## Quoted text:
Start
|
The more im working on the horse problem the more i am sure that the solution is 6
Even in the very worst case scenario, by always racing your fastest horse you will eliminate a minimum of 2 horses per round (as usual), however, instead of having to do 7 races since you don't know which horse is the fastest, after the end you DO know which horse is the fastest (since you've raced your fastest one every time) reducing your race count by 1
edit: god damn worst case gives 8 races, but its possible to do it by 5? in best case (5-6 i'm still not 100% sure) Kinda annoying me now lol because i was expecting a more elegant solution but let me crack with it for longer
|
On March 29 2011 20:29 Adeeler wrote: Think outside the box and inside the box also for the wolf lake problem.
Know your variables. 1 human, 1 wolf.
Swim a little side to side and the wolf will run the entire distance around the lake again and again and tire itself out.
Then proceed in any direction. Remember the math solution doesn't help you if the lake is so small the wolf always catchs you; you want a solution that encompasses all possible lake sizes which the math only solves for large lakes considering the speed of a human swimming is.
WTF? I hope you don't need a job.
|
Ok all done, best cast scenario = 6
Otherwise 7 is a surefire way to do it
With the risky way, you are garuanteed 8, but can get 6
|
On March 29 2011 20:46 BrTarolg wrote: The more im working on the horse problem the more i am sure that the solution is 6
Even in the very worst case scenario, by always racing your fastest horse you will eliminate a minimum of 2 horses per round (as usual), however, instead of having to do 7 races since you don't know which horse is the fastest, after the end you DO know which horse is the fastest (since you've raced your fastest one every time) reducing your race count by 1
edit: god damn worst case gives 8 races, but its possible to do it by 5? in best case (5-6 i'm still not 100% sure) Kinda annoying me now lol because i was expecting a more elegant solution but let me crack with it for longer
But wouldn't you need to measure the time other horses finish relative to that chosen horse for that? If you can do that might as well do it in 5 races. If you're comparing distances it gets a bit icky because the horses don't run at constant speed.
|
On March 29 2011 21:22 TrainSamurai wrote:Show nested quote +On March 29 2011 20:46 BrTarolg wrote: The more im working on the horse problem the more i am sure that the solution is 6
Even in the very worst case scenario, by always racing your fastest horse you will eliminate a minimum of 2 horses per round (as usual), however, instead of having to do 7 races since you don't know which horse is the fastest, after the end you DO know which horse is the fastest (since you've raced your fastest one every time) reducing your race count by 1
edit: god damn worst case gives 8 races, but its possible to do it by 5? in best case (5-6 i'm still not 100% sure) Kinda annoying me now lol because i was expecting a more elegant solution but let me crack with it for longer But wouldn't you need to measure the time other horses finish relative to that chosen horse for that? If you can do that might as well do it in 5 races. If you're comparing distances it gets a bit icky because the horses don't run at constant speed.
End
## List of tasks:
a) In the forum thread, how many races is called a surefire way to solve the horse problem?
b) Please repeat the part of the forum thread that begins at the words "Swim a little" and ends after "human swimming is.".

Pointing records
Start
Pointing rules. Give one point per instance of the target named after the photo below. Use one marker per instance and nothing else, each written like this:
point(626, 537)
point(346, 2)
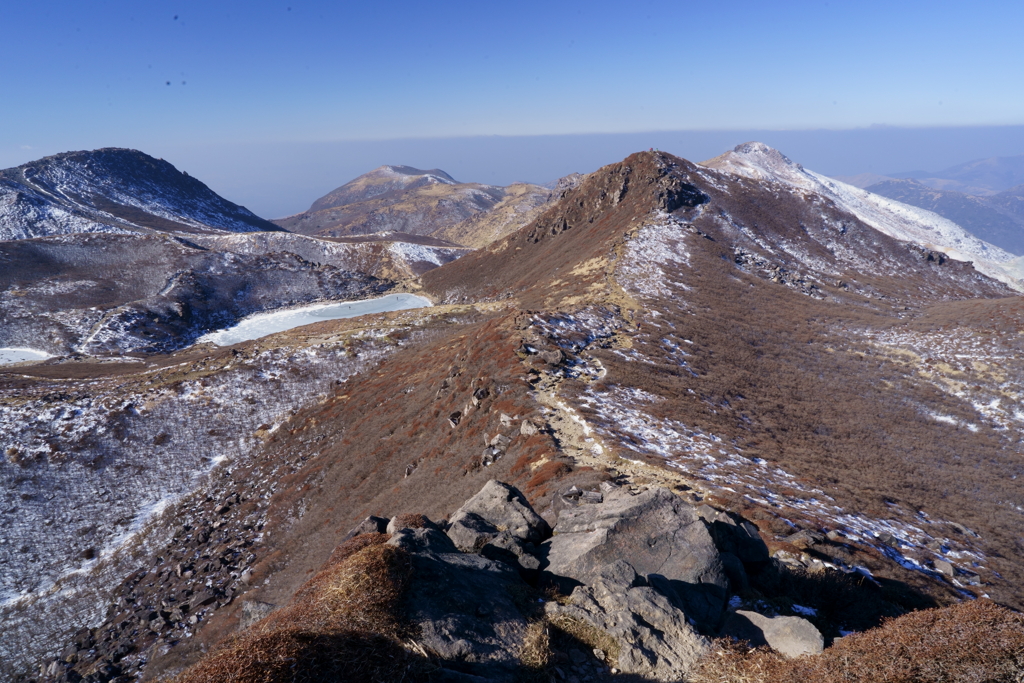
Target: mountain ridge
point(113, 189)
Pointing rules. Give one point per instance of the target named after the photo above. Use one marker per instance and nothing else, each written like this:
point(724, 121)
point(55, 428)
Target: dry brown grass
point(343, 625)
point(972, 642)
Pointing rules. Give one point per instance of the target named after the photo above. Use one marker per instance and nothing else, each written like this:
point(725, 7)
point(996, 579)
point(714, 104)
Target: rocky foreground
point(629, 584)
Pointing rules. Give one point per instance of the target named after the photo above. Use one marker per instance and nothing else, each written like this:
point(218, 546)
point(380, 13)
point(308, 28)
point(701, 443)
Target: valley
point(834, 369)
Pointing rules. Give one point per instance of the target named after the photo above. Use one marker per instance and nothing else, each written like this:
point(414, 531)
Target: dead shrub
point(537, 646)
point(566, 628)
point(971, 642)
point(344, 624)
point(296, 655)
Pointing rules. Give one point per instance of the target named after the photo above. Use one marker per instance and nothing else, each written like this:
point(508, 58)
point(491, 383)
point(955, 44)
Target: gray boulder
point(660, 536)
point(790, 636)
point(371, 524)
point(655, 641)
point(421, 541)
point(734, 535)
point(504, 508)
point(521, 555)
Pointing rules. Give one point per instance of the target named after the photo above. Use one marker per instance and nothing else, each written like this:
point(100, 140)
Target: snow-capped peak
point(898, 220)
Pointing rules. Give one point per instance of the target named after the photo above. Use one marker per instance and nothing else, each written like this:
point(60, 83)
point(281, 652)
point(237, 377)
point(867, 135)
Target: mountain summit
point(901, 221)
point(401, 199)
point(113, 190)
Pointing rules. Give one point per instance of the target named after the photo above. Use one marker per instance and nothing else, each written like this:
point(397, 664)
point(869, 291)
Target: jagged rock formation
point(408, 200)
point(472, 615)
point(113, 190)
point(664, 325)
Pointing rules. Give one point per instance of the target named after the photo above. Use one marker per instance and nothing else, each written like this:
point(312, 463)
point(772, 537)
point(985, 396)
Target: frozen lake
point(261, 325)
point(11, 354)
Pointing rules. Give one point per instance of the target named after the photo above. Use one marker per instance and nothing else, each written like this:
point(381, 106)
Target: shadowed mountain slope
point(113, 190)
point(749, 343)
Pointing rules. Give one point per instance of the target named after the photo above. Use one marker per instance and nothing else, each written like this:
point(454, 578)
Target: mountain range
point(828, 370)
point(402, 199)
point(113, 190)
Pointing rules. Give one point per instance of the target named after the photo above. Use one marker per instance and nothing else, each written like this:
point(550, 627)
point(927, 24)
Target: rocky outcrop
point(791, 636)
point(653, 636)
point(472, 608)
point(644, 572)
point(660, 536)
point(497, 508)
point(462, 605)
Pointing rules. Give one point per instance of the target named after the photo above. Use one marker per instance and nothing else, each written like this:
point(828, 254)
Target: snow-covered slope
point(386, 257)
point(113, 190)
point(898, 220)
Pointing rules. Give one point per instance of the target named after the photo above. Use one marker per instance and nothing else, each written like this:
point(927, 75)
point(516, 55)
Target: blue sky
point(178, 78)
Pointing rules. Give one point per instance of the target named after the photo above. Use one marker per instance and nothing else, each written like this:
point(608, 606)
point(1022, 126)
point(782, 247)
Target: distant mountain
point(898, 220)
point(113, 190)
point(409, 200)
point(521, 204)
point(798, 357)
point(996, 219)
point(982, 176)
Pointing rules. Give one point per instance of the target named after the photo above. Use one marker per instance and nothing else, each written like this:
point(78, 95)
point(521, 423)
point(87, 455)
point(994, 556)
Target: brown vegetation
point(342, 625)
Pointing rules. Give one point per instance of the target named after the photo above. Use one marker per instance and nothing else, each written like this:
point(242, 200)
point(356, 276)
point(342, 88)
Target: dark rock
point(552, 357)
point(660, 536)
point(805, 539)
point(734, 535)
point(199, 600)
point(422, 541)
point(443, 602)
point(254, 610)
point(738, 581)
point(470, 531)
point(506, 509)
point(654, 638)
point(791, 636)
point(510, 550)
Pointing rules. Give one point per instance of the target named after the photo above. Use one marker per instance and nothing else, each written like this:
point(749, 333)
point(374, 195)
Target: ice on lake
point(262, 325)
point(10, 354)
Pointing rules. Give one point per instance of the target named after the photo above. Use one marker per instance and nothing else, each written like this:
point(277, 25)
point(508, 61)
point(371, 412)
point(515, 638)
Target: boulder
point(521, 555)
point(506, 509)
point(464, 609)
point(790, 636)
point(369, 525)
point(734, 535)
point(527, 428)
point(659, 535)
point(655, 641)
point(421, 541)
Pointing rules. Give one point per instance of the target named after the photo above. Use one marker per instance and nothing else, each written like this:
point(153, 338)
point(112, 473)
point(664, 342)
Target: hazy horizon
point(247, 96)
point(275, 179)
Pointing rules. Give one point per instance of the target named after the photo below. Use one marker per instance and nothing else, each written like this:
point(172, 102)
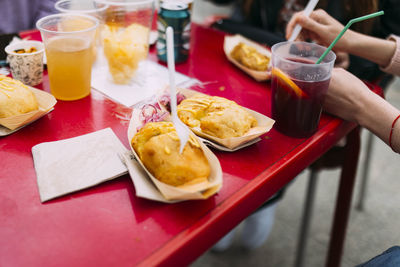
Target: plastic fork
point(307, 11)
point(181, 129)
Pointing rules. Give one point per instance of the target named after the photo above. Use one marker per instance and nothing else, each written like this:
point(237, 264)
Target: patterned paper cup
point(26, 67)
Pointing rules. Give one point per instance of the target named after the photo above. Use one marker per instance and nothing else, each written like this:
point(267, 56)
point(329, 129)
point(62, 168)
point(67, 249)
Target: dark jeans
point(389, 258)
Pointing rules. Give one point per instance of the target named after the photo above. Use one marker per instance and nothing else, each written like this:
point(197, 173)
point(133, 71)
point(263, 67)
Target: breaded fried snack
point(157, 145)
point(15, 98)
point(250, 57)
point(216, 116)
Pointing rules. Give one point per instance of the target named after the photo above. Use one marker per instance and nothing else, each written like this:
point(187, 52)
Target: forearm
point(377, 115)
point(379, 51)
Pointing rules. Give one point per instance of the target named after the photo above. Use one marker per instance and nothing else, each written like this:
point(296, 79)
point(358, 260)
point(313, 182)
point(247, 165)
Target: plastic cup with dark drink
point(299, 86)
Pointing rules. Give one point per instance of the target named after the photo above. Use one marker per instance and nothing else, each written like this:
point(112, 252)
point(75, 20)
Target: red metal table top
point(108, 225)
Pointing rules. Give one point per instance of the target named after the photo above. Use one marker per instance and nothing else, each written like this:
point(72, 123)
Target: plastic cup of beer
point(125, 36)
point(69, 40)
point(298, 86)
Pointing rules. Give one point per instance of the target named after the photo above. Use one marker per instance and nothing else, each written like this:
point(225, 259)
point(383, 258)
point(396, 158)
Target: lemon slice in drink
point(282, 77)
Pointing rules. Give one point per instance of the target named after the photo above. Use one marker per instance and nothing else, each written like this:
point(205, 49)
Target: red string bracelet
point(391, 132)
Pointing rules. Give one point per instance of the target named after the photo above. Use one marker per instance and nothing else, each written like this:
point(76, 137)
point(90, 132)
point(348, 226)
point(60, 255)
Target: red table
point(108, 225)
End
## Exercise results:
a) Seven races.

b)
Swim a little side to side and the wolf will run the entire distance around the lake again and again and tire itself out.
Then proceed in any direction. Remember the math solution doesn't help you if the lake is so small the wolf always catchs you; you want a solution that encompasses all possible lake sizes which the math only solves for large lakes considering the speed of a human swimming is.